# DESCRIPTION OF THE TASK
Copy out all of the data below, putting "Format" in place of every "Wanted" and leaving everything else unchanged.

— START DATA —

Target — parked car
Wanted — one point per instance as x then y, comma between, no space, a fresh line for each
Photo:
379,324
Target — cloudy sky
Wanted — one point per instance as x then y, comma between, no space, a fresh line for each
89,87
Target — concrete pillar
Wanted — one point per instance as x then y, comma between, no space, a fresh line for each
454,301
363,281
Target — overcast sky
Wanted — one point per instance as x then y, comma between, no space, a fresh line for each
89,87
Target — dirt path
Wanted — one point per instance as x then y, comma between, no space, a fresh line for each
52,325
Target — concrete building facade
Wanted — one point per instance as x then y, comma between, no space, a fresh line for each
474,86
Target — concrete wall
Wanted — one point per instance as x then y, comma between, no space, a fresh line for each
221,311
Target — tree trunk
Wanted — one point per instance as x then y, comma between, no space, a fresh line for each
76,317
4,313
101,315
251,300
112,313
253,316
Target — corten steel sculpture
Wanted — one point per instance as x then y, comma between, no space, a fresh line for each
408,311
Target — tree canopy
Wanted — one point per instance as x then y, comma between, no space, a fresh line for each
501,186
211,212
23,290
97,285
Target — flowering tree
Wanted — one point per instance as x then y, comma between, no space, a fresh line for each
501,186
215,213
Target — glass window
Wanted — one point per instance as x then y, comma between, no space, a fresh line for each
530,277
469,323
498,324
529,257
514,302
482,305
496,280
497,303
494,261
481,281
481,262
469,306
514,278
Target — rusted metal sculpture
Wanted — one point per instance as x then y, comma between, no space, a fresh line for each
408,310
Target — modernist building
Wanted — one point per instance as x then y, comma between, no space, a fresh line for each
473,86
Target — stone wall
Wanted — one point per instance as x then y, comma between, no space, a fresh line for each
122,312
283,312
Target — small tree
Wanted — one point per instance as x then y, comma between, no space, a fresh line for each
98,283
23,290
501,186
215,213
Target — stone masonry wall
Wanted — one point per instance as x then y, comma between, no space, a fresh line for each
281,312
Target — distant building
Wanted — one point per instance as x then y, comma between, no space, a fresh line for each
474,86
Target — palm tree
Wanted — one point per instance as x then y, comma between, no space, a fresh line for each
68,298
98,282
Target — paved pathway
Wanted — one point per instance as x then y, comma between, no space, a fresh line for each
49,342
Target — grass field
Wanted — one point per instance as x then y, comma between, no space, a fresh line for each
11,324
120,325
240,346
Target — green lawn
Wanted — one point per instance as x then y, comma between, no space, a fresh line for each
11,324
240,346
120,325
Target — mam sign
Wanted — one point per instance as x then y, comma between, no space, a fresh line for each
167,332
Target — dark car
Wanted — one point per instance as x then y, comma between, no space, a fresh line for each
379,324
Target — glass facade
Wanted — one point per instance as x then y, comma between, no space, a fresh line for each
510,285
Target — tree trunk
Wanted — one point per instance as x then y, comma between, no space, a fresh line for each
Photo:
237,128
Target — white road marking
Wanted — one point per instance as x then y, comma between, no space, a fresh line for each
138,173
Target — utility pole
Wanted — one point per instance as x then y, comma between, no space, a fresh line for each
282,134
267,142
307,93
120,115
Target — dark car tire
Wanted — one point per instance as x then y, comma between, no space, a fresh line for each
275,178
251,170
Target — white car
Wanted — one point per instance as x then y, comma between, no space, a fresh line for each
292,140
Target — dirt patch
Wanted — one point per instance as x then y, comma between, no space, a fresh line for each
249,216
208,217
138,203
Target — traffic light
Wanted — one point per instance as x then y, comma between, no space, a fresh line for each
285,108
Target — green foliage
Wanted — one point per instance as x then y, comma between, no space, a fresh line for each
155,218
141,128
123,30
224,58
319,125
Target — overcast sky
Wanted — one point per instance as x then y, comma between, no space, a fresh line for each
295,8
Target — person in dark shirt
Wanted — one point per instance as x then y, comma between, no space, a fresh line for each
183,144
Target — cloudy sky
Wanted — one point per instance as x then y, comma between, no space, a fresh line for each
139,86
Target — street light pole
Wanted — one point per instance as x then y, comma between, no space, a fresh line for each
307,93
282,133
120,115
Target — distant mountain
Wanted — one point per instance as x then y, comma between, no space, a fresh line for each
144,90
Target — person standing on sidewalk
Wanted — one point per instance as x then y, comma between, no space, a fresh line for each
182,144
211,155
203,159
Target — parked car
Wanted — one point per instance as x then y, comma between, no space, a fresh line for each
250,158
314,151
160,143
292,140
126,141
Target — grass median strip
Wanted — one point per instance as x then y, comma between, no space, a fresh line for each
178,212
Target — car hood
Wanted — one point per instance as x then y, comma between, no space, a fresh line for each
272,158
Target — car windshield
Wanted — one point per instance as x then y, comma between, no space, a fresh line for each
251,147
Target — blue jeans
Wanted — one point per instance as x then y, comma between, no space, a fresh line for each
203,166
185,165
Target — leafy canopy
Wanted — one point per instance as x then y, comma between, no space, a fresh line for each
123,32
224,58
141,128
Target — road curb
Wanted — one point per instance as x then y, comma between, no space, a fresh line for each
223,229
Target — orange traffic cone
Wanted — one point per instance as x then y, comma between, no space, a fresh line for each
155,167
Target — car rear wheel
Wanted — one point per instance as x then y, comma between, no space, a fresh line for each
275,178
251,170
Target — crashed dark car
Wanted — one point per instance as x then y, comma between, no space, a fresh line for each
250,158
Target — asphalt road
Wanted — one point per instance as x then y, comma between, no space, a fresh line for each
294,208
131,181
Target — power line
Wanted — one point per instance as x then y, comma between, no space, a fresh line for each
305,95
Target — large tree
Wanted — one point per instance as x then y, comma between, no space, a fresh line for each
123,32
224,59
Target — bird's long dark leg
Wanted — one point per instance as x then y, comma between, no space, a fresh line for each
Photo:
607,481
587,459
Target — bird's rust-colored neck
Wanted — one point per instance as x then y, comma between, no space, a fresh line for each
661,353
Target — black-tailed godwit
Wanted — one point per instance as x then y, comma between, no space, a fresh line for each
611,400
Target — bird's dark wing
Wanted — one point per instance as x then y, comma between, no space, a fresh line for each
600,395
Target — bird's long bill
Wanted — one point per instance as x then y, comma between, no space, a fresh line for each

— END DATA —

# WRITTEN ANSWER
Target — parked car
Format — one point per instance as x then y, comma between, no space, a fresh line for each
Photo:
379,324
Target — cloudy sky
Format — one point per instance as x then y, comma between, no space, a fresh line for each
89,87
Target — concrete pillar
Format — one point per instance as x then y, comma between, no space, a fresh line for each
454,301
363,281
Target — overcast sky
Format — one point per instance as x then y, comma between, no space, a fresh line for each
89,87
Target — dirt path
Format — one point per instance as x then y, comma between, no space, a fresh line for each
52,325
Target — concrete building facade
Format — one point per instance as x then y, comma between, no space, a fresh line for each
474,86
Target — concrete wall
Format — one point per instance as x then y, comma between, no space, a fresh line for each
221,311
Target — tree trunk
Format — one point per instance as x then y, comma between, no space, a fresh line for each
76,317
4,313
101,315
251,300
112,313
253,316
Target — corten steel sculpture
Format — one point per instance as x then y, comma between, no space, a fresh line for each
408,311
Target — tree canopy
Format — one point per instance as x then y, comma between, no space, a fresh line for each
501,186
211,212
23,290
97,285
Target — flowering tree
Format — one point per instance as x then y, comma between, no space, a fresh line for each
501,186
215,213
Target — glass window
Format — one point per instance as x then y, comma between, no space, a fresh line for each
530,277
469,323
498,324
529,257
514,302
482,305
496,280
497,303
494,261
481,281
481,262
469,306
514,278
Target — rusted metal sculpture
Format — one point per instance as x then y, comma between, no space, a fresh line for each
408,310
Target — modernist building
Format — one point per instance as x then y, comma between, no space, a fresh line for each
473,86
Target — stone wall
Format — one point per instance as x then y, comma between, no space, a fresh line for each
122,312
283,312
Target — small tree
Format — one point per instance as x then y, comma between, no space, a fresh line for each
98,283
23,290
501,186
215,213
Target — stone masonry wall
Format — one point per instance as x then y, comma between, no space, a fresh line for each
281,312
Target — distant building
Format — one point per instance as x then y, comma between, no space, a fresh line for each
474,86
Target — palm tree
Format — one point per instance as x then y, comma between, no space, a fresh line for each
68,298
98,282
Target — paved pathway
Format — one point per instance as x then y, comma between, no space, a fresh line for each
49,342
Target — grass field
Format — one point per instance as x then y, comma between, no space, a fresh line for each
11,324
120,325
240,346
Target — green lawn
Format — one point per instance as x then y, comma between, no space, a fresh line for each
11,324
240,346
120,325
Target — mam sign
Format — one point per instance as x then y, comma between, no space, a fresh line for each
167,332
Target — dark car
Format — one point per instance as x then y, comma between, no space, a fresh line for each
379,324
Target — glass facade
Format — one point per instance as x then y, comma between, no space, a fresh line for each
510,285
Target — tree trunk
Format — one point per instance as x then y, comma between, no space, a fresh line for each
Photo:
237,128
Target — white road marking
Format — one point per instance as x then y, comma between, no space, a fresh line for each
138,173
Target — utility pole
Format — one point per instance as x then y, comma between, no space, a fresh line for each
282,134
267,142
307,93
120,115
Target — dark car tire
Format — one point per instance as x then y, comma between, no space, a fresh line for each
275,178
251,170
Target — white car
Format — one point per instance as x then y, comma between, no space, a fresh line for each
292,140
Target — dirt patch
Format — one point per instance as x then y, comma between, no space, a fresh line for each
249,216
208,217
138,203
Target — traffic light
Format — one point per instance as x then y, comma between, no space, a fresh line for each
285,108
Target — green foliage
Format — one point per instance as x then y, comma between, no space, a fresh line for each
155,218
141,128
123,30
224,58
319,125
Target — overcast sky
Format — one point per instance as x then y, comma between, no space, a fresh line for each
295,8
Target — person in dark shirt
Format — one point per instance as x then y, comma between, no space, a fresh line for each
183,144
Target — cloudy sky
Format — one point per instance as x then y, comma between, no space, a fresh line for each
139,86
Target — street light pole
Format — one point per instance as x then y, comma between, no space, a fresh line for each
307,93
282,133
120,115
Target — distant mountain
Format — one point per instance as x then y, comma between, no space, a fresh line for each
144,90
Target — person standing on sidewalk
Format — one point per instance as x then y, comma between, no space, a fresh line for each
182,144
211,155
203,159
Target — parked car
Format — one point per instance as x then y, comma between, no space, a fresh line for each
250,158
314,151
160,143
292,140
126,141
Target — grass median strip
Format — one point per instance as x then y, comma between, no space, a fresh line for each
178,212
Target — car hood
Format — one point per instance as x then y, comma between, no space, a fresh line for each
272,158
Target — car windshield
Format — one point per instance as x then y, comma between, no space, a fresh line for each
251,147
Target — blue jeans
Format — one point per instance as x then y, comma between, no space, a fresh line for each
203,166
185,165
Target — leafy canopy
Format — one point per instance as x then y, comma between, no space, a fresh line for each
123,32
224,58
141,128
Target — road curb
Format — one point per instance as x then y, comma between, no space, a fresh line for each
223,229
Target — orange traffic cone
Format — one point per instance as x then y, comma between, no space, a fresh line for each
155,167
Target — car rear wheel
Format — one point per instance as x then y, comma between, no space, a fresh line for each
275,178
251,170
Target — crashed dark car
Format — one point per instance as x then y, comma between, no space, a fresh line for each
250,158
Target — asphalt road
Format — one point per instance as x then y, comma between, no space, a fresh line for each
294,208
131,181
Target — power line
Format — one point per instance as x then y, comma between, no space, a fresh line for each
305,95
Target — large tree
Format — one point per instance as x then y, comma between, no space, a fresh line for each
123,32
224,59
Target — bird's long dark leg
Format — one point per instance as x then y, comma between, no space, a fresh line for each
Photo:
607,481
587,459
Target — bird's rust-colored neck
Format — one point per instance as x then y, comma between, no space, a fresh line for each
661,353
Target — black-tailed godwit
Format — one point per instance as x then y, comma between, no space, a fresh line for each
611,400
Target — bird's dark wing
Format — one point per instance as x then y, comma between, no space, a fresh line for each
600,395
Target — bird's long bill
Format — one point per instance as x then y, comma between, no space, a fresh line for each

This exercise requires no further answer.